## PROVIDED TEXT
>>>

Browse and Search Specialized Guides and Directories

An Ask a Financial Advisor portal is a communications tool and information database for clients and the community. As good as it is for tapping into the community zeitgeist, it’s the tip of the iceberg regarding Wealthtender’s educational content.

Personal finance guides offer life and family insights and advice for getting out of debt, maximizing career earning potential, starting and growing a business, and building generational wealth.

Guidance for hiring a financial professional runs the gamut from terminology and definitions to details about determining personal financial priorities and goals.

Photo of Brian Thorp
Brian Thorp, Wealthtender’s Founder and CEO

Wealthtender also links to dozens of popular finance blogs handling family finances, frugal living, achieving sustainable financial independence, and many other essential topics.

“We focus on providing great editorial content and helping people get smarter about their money,” Thorp said. “We also feature advisors in articles, based on their professional designations, to help consumers understand the benefits of those qualifications.”

Guidance continues through many directory resources, including lists of financial advisory firms, personal finance blogs, and financial podcasts.

Wealthtender also points to nonprofit organizations offering free and low-cost financial services to reach consumers in the credit-building and wealth-acquisition stage. The search tool for these services allows filters for certifications and areas of specialization and permits name, keyword, and zip code searches.

Taking advantage of these resources means finding the time and discipline to achieve financial mastery, whatever that may mean to each individual.

<<<

## WHAT THIS TASK INVOLVES
Continue the text about Wealthtender's guides and directories, starting after its last sentence.

Excerpts from a dataset
>>>

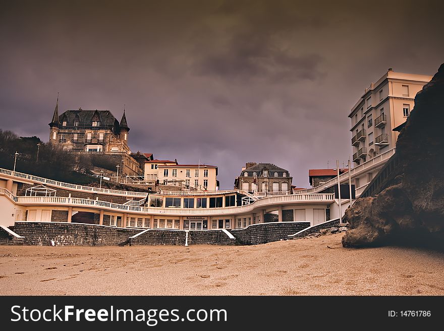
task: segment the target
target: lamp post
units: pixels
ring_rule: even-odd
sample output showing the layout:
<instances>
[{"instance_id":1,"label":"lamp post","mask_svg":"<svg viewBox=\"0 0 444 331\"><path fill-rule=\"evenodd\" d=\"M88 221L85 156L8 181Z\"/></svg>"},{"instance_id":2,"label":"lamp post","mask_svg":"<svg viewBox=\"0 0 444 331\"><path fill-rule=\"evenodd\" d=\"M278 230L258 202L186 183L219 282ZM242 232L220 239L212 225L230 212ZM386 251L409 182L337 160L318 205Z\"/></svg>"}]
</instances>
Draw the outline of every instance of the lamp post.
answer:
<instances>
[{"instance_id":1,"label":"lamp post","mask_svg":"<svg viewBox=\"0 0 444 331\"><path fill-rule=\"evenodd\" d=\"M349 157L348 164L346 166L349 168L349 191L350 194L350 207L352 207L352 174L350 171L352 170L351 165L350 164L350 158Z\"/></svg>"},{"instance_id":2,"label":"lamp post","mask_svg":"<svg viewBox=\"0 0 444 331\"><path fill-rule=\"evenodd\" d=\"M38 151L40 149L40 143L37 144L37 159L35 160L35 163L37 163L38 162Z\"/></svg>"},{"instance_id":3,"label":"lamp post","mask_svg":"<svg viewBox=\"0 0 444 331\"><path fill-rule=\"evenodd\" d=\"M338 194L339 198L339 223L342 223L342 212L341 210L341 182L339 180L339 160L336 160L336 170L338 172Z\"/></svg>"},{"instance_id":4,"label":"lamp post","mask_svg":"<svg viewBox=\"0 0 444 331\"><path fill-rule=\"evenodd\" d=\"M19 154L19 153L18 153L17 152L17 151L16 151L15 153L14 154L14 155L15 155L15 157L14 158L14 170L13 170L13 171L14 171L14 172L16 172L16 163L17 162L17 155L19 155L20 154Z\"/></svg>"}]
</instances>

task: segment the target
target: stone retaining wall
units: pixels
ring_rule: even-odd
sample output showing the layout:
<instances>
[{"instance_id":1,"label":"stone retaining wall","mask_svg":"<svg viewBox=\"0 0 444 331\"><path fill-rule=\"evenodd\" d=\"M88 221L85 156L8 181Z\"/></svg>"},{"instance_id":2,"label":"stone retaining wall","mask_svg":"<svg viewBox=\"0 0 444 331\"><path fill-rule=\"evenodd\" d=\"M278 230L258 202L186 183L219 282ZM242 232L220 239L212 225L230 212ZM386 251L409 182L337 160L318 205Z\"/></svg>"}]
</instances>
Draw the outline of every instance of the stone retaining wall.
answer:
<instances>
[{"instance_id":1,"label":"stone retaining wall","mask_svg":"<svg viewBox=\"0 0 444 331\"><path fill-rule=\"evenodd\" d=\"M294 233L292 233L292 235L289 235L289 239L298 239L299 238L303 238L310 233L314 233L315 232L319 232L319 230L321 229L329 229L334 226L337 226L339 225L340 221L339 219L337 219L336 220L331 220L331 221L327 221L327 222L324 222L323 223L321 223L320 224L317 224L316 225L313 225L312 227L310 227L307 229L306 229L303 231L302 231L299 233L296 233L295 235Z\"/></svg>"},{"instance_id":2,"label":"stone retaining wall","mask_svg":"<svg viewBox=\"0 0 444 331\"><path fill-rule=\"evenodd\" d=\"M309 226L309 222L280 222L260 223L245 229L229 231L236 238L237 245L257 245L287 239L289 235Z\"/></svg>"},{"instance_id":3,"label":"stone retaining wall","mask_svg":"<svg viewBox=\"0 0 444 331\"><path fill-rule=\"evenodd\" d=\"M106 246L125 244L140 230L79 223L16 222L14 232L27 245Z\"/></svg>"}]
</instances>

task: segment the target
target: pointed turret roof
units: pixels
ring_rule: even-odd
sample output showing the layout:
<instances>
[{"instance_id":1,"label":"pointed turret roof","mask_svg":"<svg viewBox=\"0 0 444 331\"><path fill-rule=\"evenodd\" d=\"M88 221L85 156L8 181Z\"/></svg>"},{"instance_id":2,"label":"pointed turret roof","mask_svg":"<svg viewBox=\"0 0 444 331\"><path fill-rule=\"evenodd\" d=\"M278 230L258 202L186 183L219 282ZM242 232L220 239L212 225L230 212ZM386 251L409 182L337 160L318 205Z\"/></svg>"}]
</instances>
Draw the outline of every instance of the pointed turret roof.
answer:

<<<

## WRITTEN RESPONSE
“We provide a lot of great content and a lot of ways to help consumers get to know advisors and the industry,” Thorp said. “Personal finance blogs, podcasts, and other free services are a great way to learn how to make smarter money moves.”

Democratizing the Market for Financial Advice

Advisors and counselors pay a nominal fee to enter the community and assume a place on the site. That’s a small price for exposure to a nationwide customer base with a demonstrated interest in moving forward financially.

Advisors using Wealthtender templates to compile reviews and testimonials sometimes report that customers are surprised they haven’t been asked before. They don’t know about the recent SEC rule change and are only too happy to provide glowing remarks.

That belies the assumption that consumers generally don’t appreciate their financial advisors or regard them as trustworthy. The opposite is true, Thorp said, and it makes him wonder why the SEC ever prohibited testimonials in the first place.

“The vast majority of people who write reviews aren’t even talking about things considered high risk by the SEC,” he said. “They’re really just talking about the human experience of how an advisor makes them feel.”

That gets to the essence of financial and investment advisory and consultative services in the modern marketplace. Because Wealthtender helps financial consumers understand their needs better, financial advisors and counselors must refine their messaging to reach them.

If that means specializing in a customer type, occupational category, financial strategy, or goal, the return for advisors is exposure to opportunity far beyond brick-and-mortar and community confines. Like other professional categories, including health care and legal services, financial and investment services gain a bridge to that larger marketplace through Wealthtender.

That means continued innovation is on the horizon for Wealthtender and the marketplace, including alternative compensation models, because new markets always lead to new ideas.

“There’s a mindset among consumers that financial advisors are expensive,” he said. “One of the great things about Wealthtender is we have advisors expanding the range of choice there as well.”